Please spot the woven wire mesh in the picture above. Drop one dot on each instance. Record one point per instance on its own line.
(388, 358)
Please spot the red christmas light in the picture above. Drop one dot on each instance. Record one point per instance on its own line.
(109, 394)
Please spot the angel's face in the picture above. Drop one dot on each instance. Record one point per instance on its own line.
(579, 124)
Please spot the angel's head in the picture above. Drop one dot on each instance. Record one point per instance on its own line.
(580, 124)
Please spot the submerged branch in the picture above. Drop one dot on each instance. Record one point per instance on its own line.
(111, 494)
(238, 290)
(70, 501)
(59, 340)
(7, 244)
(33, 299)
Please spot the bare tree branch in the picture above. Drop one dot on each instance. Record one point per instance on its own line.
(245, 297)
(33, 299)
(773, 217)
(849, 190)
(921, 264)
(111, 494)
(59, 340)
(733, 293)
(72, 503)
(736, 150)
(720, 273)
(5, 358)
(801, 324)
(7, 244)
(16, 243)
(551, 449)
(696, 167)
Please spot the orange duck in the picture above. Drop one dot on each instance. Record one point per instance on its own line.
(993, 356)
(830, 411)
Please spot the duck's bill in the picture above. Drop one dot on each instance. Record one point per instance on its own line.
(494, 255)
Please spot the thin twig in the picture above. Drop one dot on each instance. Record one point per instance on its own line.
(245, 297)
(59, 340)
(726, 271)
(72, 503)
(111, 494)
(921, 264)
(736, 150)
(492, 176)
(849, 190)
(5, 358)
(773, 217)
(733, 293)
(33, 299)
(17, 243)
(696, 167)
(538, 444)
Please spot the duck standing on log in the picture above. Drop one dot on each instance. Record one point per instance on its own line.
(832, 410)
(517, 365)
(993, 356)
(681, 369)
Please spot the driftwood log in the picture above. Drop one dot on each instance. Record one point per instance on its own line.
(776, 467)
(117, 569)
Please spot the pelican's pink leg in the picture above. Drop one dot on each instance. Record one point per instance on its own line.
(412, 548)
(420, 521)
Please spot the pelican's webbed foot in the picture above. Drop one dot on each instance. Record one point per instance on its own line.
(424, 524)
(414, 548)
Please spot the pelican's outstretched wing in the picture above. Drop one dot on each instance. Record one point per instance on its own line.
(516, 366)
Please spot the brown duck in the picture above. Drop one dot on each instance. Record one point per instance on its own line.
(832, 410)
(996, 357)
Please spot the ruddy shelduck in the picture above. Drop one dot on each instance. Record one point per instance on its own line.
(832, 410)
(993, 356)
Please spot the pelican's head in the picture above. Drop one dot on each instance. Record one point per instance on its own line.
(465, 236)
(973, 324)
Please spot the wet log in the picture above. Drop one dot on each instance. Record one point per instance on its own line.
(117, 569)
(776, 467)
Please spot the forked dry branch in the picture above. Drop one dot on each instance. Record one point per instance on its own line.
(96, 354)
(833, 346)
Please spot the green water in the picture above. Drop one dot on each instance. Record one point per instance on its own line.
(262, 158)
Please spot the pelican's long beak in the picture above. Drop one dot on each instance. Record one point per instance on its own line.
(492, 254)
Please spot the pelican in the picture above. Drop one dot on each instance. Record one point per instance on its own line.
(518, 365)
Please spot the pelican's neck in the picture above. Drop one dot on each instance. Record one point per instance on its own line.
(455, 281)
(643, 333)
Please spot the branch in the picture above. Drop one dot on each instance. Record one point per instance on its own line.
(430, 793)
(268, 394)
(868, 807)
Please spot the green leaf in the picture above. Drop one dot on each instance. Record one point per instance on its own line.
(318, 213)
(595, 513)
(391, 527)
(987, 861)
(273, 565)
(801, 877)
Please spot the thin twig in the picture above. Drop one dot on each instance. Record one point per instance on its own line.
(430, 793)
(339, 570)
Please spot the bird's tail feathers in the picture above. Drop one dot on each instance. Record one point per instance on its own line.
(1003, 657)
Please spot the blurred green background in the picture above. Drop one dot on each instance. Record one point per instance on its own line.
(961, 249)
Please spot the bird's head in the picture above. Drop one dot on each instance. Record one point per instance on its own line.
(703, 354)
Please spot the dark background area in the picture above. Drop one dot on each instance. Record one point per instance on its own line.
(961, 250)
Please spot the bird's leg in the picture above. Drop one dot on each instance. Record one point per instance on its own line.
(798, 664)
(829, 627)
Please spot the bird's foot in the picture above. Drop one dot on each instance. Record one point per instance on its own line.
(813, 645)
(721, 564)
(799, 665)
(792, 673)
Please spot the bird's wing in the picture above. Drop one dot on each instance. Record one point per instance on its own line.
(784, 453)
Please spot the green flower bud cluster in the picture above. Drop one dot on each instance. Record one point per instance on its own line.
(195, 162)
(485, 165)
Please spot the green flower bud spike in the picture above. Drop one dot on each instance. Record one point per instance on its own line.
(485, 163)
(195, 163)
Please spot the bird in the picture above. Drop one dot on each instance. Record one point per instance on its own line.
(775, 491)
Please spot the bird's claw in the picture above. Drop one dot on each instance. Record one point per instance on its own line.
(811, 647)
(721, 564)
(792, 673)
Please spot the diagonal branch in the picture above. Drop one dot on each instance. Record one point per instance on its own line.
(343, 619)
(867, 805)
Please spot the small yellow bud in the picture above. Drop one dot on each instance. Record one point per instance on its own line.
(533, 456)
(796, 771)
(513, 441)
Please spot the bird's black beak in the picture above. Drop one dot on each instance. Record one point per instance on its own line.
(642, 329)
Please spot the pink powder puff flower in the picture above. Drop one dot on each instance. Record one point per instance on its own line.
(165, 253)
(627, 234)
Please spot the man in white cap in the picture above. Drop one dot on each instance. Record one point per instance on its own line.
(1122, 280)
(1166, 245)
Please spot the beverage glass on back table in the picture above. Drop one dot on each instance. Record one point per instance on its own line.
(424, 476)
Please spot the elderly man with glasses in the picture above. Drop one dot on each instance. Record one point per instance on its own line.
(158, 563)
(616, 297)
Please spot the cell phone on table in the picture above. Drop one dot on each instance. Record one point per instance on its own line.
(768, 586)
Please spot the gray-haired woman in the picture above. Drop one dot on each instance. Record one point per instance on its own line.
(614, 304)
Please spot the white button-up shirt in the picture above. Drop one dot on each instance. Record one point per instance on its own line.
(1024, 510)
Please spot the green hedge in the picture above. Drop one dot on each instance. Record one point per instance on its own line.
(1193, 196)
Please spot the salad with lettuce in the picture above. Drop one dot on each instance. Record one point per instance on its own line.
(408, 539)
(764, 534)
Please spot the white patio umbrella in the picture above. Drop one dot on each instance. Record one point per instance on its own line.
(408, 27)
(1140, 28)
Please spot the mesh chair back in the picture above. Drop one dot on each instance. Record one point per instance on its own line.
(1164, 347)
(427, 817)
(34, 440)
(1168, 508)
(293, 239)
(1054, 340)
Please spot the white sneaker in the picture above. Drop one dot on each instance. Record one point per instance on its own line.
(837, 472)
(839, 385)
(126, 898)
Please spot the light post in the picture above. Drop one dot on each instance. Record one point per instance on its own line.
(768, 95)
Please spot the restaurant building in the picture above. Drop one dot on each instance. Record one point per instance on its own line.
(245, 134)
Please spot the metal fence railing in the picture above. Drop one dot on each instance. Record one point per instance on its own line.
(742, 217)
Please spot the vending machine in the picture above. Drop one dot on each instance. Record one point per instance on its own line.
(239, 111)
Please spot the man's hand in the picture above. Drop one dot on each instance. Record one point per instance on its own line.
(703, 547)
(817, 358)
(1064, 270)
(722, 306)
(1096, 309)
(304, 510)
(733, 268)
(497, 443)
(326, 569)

· · · ·

§ **EXERCISE AIM**
Produce a verbatim transcript of the material above.

§ **WRITTEN REPLY**
Please spot the woven wire mesh in the picture above. Drop one dot on each instance. Record one point per instance on its own line.
(388, 358)
Please spot the red christmas light in the picture above. Drop one dot on each instance. Record one point per instance on its own line.
(109, 394)
Please spot the angel's face in the picture above. Drop one dot on each instance. Record one point per instance on its own line.
(579, 124)
Please spot the angel's head in the picture above. Drop one dot on each instance. Record one point per instance on its own line.
(580, 124)
Please spot the submerged branch in the picture above. Drop one dot on each instance. Record one point per instance on its own line.
(111, 494)
(238, 290)
(70, 501)
(59, 340)
(7, 244)
(33, 299)
Please spot the bare tree branch in the picture above. Drop one dot on each instance. Record one point per instance on its own line.
(245, 297)
(33, 299)
(773, 217)
(849, 190)
(921, 264)
(111, 494)
(59, 340)
(733, 293)
(72, 503)
(736, 150)
(720, 273)
(5, 358)
(801, 324)
(7, 244)
(16, 243)
(551, 449)
(696, 167)
Please spot the orange duck in the picture above. Drop one dot on each instance. Record one point per instance on its own line.
(993, 356)
(830, 411)
Please spot the duck's bill in the picture above. Drop one dot on each instance. Record one point per instance on its own line.
(494, 255)
Please spot the thin twig in the picture above. Drop one dot on each instance. Record one point per instance on its own line.
(245, 297)
(59, 340)
(726, 271)
(72, 503)
(111, 494)
(921, 264)
(736, 150)
(492, 176)
(849, 190)
(5, 358)
(773, 217)
(733, 293)
(33, 299)
(17, 243)
(696, 167)
(538, 444)
Please spot the duck standing on log in the picture above. Drop one dot on each instance. Record one point per instance on its own line.
(832, 410)
(517, 365)
(993, 356)
(681, 369)
Please spot the driftwood log in the picture above. Drop one dot on each instance. Record one point per instance on its own line.
(776, 467)
(117, 569)
Please spot the pelican's pink leg in the picture above. Drop one dot on each instance. Record one point per instance on its own line.
(412, 548)
(420, 521)
Please spot the pelican's webbed foot in the picture above. Drop one dot on each instance. Record one point per instance on its own line.
(424, 524)
(414, 548)
Please spot the pelican's outstretched wing in the picture above. Drop one dot on each instance. Record one point per instance on its own line.
(516, 366)
Please spot the brown duck in the picture above. Drop one dot on each instance. Record one point per instance on its own line.
(832, 410)
(996, 357)
Please spot the ruddy shelduck in the picture above. Drop one dot on each instance. Record one point per instance on its own line.
(832, 410)
(993, 356)
Please spot the pelican's head in the picture above. Drop one dot on each instance. Record one point per instance on its own line.
(465, 236)
(973, 324)
Please spot the wet log in the picture above. Drop one dot on each instance. Record one point per instance on its own line.
(117, 569)
(776, 467)
Please spot the forked dry branch in the picture above. Drop one dot on each instance. Record one point per instance on its own line.
(96, 354)
(833, 346)
Please spot the green water in the picture above. Drop one dot on each instance. Record one point per instance on its own line.
(262, 158)
Please spot the pelican's long beak in the picture above. Drop one dot on each instance. Record one point per instance on its own line.
(492, 254)
Please spot the pelican in the picture above. Drop one dot on each instance. Record one point per instance on its own line.
(518, 365)
Please spot the pelican's neck in the picture above. Drop one dot on each instance. Record one point per instance on its own line.
(455, 281)
(643, 333)
Please spot the branch in the picture above. Drop one dot on each instance. Record one point per instance on its own line.
(430, 793)
(268, 394)
(868, 807)
Please spot the green leaf in the picture above. Drop one dot on each instance. Record one point per instance on its own line.
(318, 213)
(595, 513)
(391, 527)
(987, 861)
(273, 565)
(801, 877)
Please spot the thin twig in the picture above. Drop one dot on each instance. Record one point per instance on its own line.
(430, 793)
(339, 570)
Please spot the bird's tail feathers in the picture above. Drop one dot on each instance. Record one point per instance on its own line.
(1003, 657)
Please spot the blurred green background in the picture above. Drop one dot on each instance. Record one point per instance on its own line.
(961, 249)
Please spot the bird's head in the picture above. Drop one dot on each instance. Record one point per instance on its own line.
(703, 354)
Please spot the dark background area in the picture above. Drop one dot on each instance. Record one point per instance on its own line.
(961, 250)
Please spot the bird's leg in the picture above. Drop one dot on each instance. Record one point per instance on its own line.
(798, 664)
(829, 627)
Please spot the bird's foot in the picture above. Drop one dot on each instance. Record one point per instance on its own line.
(813, 645)
(721, 564)
(799, 665)
(792, 673)
Please spot the bird's wing in the picture above. Drop one dot on each instance. Record one point per instance on its own line.
(784, 453)
Please spot the green flower bud cluster in the picture above. Drop one dot on each instance. Record one point per instance on its own line.
(195, 162)
(485, 165)
Please spot the green flower bud spike in the picture above. Drop one dot on each instance. Record one point per instance on its own line.
(485, 163)
(195, 163)
Please spot the bird in the picture above. Drop one dot on each instance. Record one point per instance on its own line.
(775, 491)
Please spot the bird's claw in the picture above. Drop one dot on each instance. Record one point per instance on its own line.
(811, 647)
(721, 564)
(792, 673)
Please spot the diagonal branch in the picture above. Drop one dot on each instance. Record one point per instance on its own line.
(343, 619)
(867, 805)
Please spot the small yellow bud in the picture above. Drop one dot on each instance. Record one point per instance on its own line.
(533, 456)
(796, 771)
(513, 441)
Please spot the bird's black beak in the picture above. Drop one dot on each instance. Record one point per instance on its own line.
(642, 329)
Please spot the pink powder puff flower in the picture above. Drop one dot on each instance. Record one point per instance on its own line.
(165, 253)
(627, 234)
Please spot the man in white cap in the picture above. Drop one dot on each instance. Record one point per instance on its own line.
(1122, 280)
(1166, 245)
Please spot the beverage glass on back table in the picture above. Drop one dot on each instance. Record one point per instance on its own line.
(424, 476)
Please spot the elderly man with glasses in the picture above. Drop one dot on each instance. Record one point per instance on its own line.
(158, 563)
(616, 297)
Please spot the cell phone on table in the picture above. Drop one dot on each instance. Record one point per instance on its own line.
(768, 586)
Please spot the gray-haired woman in the picture above. Drop one dot on each instance. Record one point per instance on its own line.
(614, 304)
Please spot the white button-up shirt in the picture above. Drop one dot on each instance. Record one point per instance on its own line.
(1024, 510)
Please spot the green hedge in the picture above. Drop one dot on each instance. Record one point per instance on its own line.
(1193, 196)
Please spot the salad with lettuce in the picture above. Drop one dot on each instance. Record one point per instance on its own line.
(408, 539)
(764, 534)
Please spot the white patio umbrella in the picture above. Drop one dot on each instance. Record one point per instance on its own line.
(408, 27)
(1140, 28)
Please spot the mesh chair back in the picture above. Drop one dot on each instance. Record one point per instance on its own line.
(1164, 347)
(427, 817)
(34, 440)
(1168, 508)
(293, 239)
(1054, 340)
Please spot the white sneaker in the picture above. Drop one dot on each instance. Record one point per instance on its own line.
(837, 472)
(839, 385)
(126, 898)
Please spot the light post in the picture above. Drop one dot on each instance. Record one point per instance on its own line.
(768, 95)
Please spot the restaurant building in the picture above. Drop one dot on each instance. Record one point per instance on its own line.
(245, 134)
Please spot the metal fence railing in the picture above. Drop one dot on each instance. Record one point per instance on its own line.
(742, 217)
Please spot the vending machine in the picture above. Drop one dot on each instance. Record one point per instance on its own line.
(239, 111)
Please spot the man's hand in the picture above. Drop one dot on each instance. Record one point per instance on its own line.
(703, 547)
(817, 358)
(1064, 270)
(722, 306)
(1096, 309)
(304, 510)
(733, 268)
(497, 443)
(326, 569)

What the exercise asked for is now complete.